→ Provided material:
--- begin ---

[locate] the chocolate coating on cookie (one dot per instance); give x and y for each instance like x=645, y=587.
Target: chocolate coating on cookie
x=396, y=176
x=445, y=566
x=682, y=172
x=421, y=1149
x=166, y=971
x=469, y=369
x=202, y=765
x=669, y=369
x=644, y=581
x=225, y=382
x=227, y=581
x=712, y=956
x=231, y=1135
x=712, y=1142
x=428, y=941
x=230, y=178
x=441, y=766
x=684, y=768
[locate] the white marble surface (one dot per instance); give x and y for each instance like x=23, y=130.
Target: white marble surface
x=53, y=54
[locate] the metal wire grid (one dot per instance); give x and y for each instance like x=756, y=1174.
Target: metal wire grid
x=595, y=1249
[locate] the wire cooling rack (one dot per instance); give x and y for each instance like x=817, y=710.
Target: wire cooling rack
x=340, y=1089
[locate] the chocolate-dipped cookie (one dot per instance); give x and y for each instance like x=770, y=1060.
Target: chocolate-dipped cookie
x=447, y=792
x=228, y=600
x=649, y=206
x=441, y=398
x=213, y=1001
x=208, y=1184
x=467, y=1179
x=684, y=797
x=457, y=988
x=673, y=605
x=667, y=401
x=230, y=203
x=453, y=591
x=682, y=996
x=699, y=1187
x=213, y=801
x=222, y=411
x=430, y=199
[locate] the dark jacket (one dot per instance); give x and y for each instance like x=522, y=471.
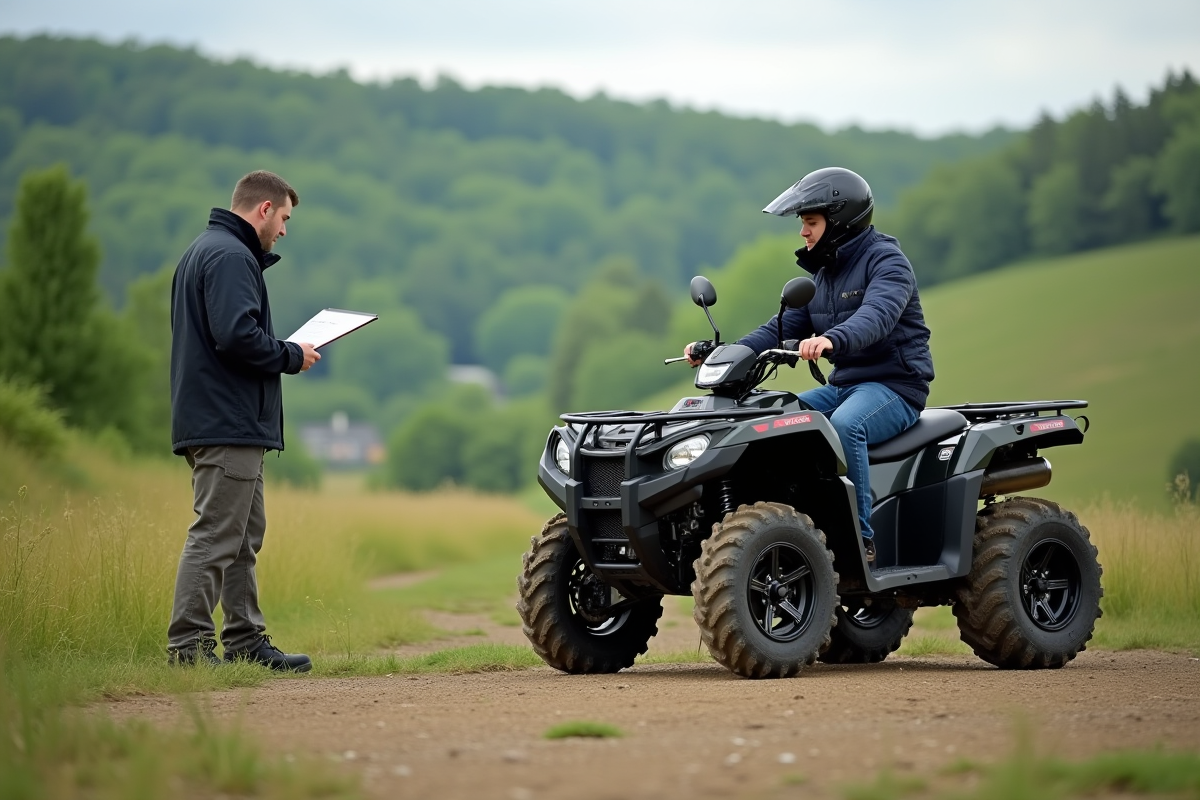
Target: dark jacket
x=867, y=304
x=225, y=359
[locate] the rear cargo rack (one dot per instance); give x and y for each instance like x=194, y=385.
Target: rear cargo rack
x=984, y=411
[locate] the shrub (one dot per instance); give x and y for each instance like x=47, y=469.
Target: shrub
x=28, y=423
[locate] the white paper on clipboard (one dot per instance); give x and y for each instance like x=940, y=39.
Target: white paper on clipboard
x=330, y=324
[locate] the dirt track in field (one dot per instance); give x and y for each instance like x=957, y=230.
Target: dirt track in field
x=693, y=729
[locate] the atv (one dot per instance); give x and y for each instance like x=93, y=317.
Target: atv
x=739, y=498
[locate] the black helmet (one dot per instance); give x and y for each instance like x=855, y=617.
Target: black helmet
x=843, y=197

--- end ---

→ What is required:
Reproduce all of the data above line for line and unchanged, omitting the pictures.

→ Result below:
[locate] the chocolate coating on cookie (one dot per instance); give x and y for each instance like x=645, y=587.
Target: chocolate coating on cookie
x=396, y=176
x=445, y=566
x=682, y=172
x=421, y=1149
x=166, y=971
x=469, y=369
x=202, y=765
x=669, y=369
x=644, y=581
x=225, y=382
x=227, y=581
x=712, y=956
x=231, y=1135
x=712, y=1142
x=428, y=941
x=230, y=178
x=441, y=766
x=684, y=768
[locate] the white marble surface (one dot per instance); give x and y for each instance like x=23, y=130.
Target: white marble surface
x=53, y=54
[locate] the metal wire grid (one dot per instance); give x and y for each instance like x=756, y=1174.
Target: metal wire grid
x=595, y=1249
[locate] the wire cooling rack (one dot per instance); give x and y for each instance like x=817, y=710.
Target: wire cooling rack
x=340, y=1089
[locate] the chocolate-dipped cookie (one dot per instance); give x and y for each instance like x=770, y=1060.
Target: chocolate-dipped cookie
x=447, y=792
x=228, y=600
x=649, y=206
x=441, y=398
x=213, y=1001
x=208, y=1184
x=467, y=1179
x=684, y=797
x=457, y=988
x=673, y=605
x=667, y=401
x=230, y=203
x=453, y=591
x=682, y=996
x=699, y=1187
x=213, y=801
x=222, y=411
x=430, y=199
[locate] the dark jacket (one dot per instance); give x and y for each instance like x=522, y=471.
Target: dark jacket
x=867, y=304
x=225, y=359
[locate] the rear cargo rack (one dot per instance); give x and y for each instance like x=194, y=385.
Target: rear cargo rack
x=984, y=411
[locate] the shrub (one dot per instance); give x and y for each instance like x=47, y=469.
Target: shrub
x=28, y=423
[locate] the white paper on clipboard (one dot per instance); give x and y for each instance like x=940, y=39.
Target: white paper on clipboard
x=330, y=324
[locate] the dirt track in field (one dot per instance); give x and y for each instance like x=957, y=230.
Target: dirt track in field
x=693, y=729
[locate] the atv (one dot per instance); give x and y for each instance like x=93, y=317.
Target: atv
x=739, y=498
[locate] the black helmet (one dot per instance); give x and y for each instance like x=855, y=617.
Target: black helmet
x=843, y=197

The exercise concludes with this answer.